■ Activity:
Extract each line of the data below exactly as written.

======== The data

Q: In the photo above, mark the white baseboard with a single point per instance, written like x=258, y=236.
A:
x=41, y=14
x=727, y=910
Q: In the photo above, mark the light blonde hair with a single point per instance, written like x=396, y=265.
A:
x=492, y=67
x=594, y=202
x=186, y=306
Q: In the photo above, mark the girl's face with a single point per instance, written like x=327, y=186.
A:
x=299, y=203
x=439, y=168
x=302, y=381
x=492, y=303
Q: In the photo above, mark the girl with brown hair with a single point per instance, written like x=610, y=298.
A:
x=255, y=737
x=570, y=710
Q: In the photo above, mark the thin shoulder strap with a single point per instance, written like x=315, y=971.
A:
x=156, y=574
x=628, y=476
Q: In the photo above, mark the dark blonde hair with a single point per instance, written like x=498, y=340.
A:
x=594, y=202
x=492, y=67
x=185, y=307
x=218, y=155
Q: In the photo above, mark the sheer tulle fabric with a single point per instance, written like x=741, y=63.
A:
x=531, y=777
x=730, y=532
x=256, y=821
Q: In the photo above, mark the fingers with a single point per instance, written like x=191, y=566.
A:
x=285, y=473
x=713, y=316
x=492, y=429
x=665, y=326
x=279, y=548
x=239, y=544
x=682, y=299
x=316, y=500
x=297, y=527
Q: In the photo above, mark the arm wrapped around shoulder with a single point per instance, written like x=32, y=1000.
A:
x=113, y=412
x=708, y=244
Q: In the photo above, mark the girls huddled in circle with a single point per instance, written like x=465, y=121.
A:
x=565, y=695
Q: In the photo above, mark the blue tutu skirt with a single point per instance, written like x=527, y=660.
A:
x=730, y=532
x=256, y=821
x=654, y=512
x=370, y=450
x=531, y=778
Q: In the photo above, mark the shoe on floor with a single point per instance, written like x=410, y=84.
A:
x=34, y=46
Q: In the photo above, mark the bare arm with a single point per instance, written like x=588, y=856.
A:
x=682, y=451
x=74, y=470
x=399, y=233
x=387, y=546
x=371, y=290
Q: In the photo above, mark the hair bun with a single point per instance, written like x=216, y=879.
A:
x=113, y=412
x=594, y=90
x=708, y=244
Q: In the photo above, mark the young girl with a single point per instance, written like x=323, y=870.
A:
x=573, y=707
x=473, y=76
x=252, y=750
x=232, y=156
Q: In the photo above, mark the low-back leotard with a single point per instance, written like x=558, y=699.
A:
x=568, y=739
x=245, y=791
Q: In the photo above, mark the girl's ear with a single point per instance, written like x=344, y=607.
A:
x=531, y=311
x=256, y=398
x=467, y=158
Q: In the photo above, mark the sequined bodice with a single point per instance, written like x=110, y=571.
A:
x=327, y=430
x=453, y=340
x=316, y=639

================

■ Exercise answer:
Q: In the photo above, mark the white baseboard with a single point per instance, written like x=258, y=236.
A:
x=41, y=14
x=727, y=910
Q: In the photo above, mark the light blonde hair with a single point per instance, written like x=396, y=265.
A:
x=492, y=67
x=594, y=202
x=186, y=306
Q: In the photo above, mark the girl's face with a single point per instance, written like x=327, y=186.
A:
x=299, y=203
x=439, y=168
x=302, y=381
x=492, y=303
Q: In the photo above, mark the girl with brown hair with a single point per instance, written like x=610, y=298.
A:
x=255, y=737
x=570, y=710
Q: In the photo above, mark the thin shoulder strap with a single point per instance, written like x=315, y=971.
A:
x=156, y=574
x=628, y=476
Q: In the photo above, mark the dark blonde hair with a single point per instance, written like x=498, y=340.
A:
x=594, y=202
x=492, y=67
x=185, y=307
x=218, y=155
Q: In the photo above, mark the sheer tulle fabric with a single point per instance, written like x=741, y=63.
A:
x=531, y=777
x=730, y=532
x=256, y=821
Q: In the photo above, mark the fingers with a single point per instance, written like x=191, y=566.
A:
x=285, y=473
x=713, y=316
x=492, y=429
x=665, y=326
x=279, y=548
x=239, y=544
x=682, y=299
x=316, y=500
x=297, y=527
Q: In the photo above, mark the arm wrapped around shoulder with a single point per instance, written like x=32, y=1000.
A:
x=113, y=412
x=708, y=244
Q: In the photo above, mark the girls huddled in circle with a single point per instance, written like x=465, y=121.
A:
x=565, y=695
Q: In the photo above, mark the blue tutu skirt with a single point per instance, written like x=527, y=660.
A:
x=730, y=532
x=256, y=821
x=654, y=512
x=370, y=450
x=531, y=778
Q: In the photo above, mark the shoe on floor with a single point per instance, written like x=410, y=84.
A:
x=34, y=46
Q: In the photo above, mark the bare arm with a single point per instance, written like x=588, y=856.
A:
x=682, y=451
x=74, y=470
x=399, y=233
x=387, y=546
x=371, y=290
Q: In the photo above, mark the hair bun with a single point per instance, written like x=216, y=879.
A:
x=113, y=412
x=594, y=90
x=708, y=244
Q: In the photo above, mark the young girl with a single point per instance, written like x=323, y=870.
A:
x=573, y=707
x=473, y=76
x=252, y=750
x=232, y=156
Q: In the photo above, mark the low-back leotard with a single point per instance, written like x=558, y=699.
A:
x=568, y=739
x=245, y=791
Q: In the photo above, mark the girl's ear with a single point per instance, written like x=344, y=607.
A:
x=531, y=311
x=256, y=398
x=467, y=158
Q: In the photo above, mark the sequined bodice with a single point per instance, written like x=110, y=571.
A:
x=327, y=430
x=453, y=340
x=316, y=639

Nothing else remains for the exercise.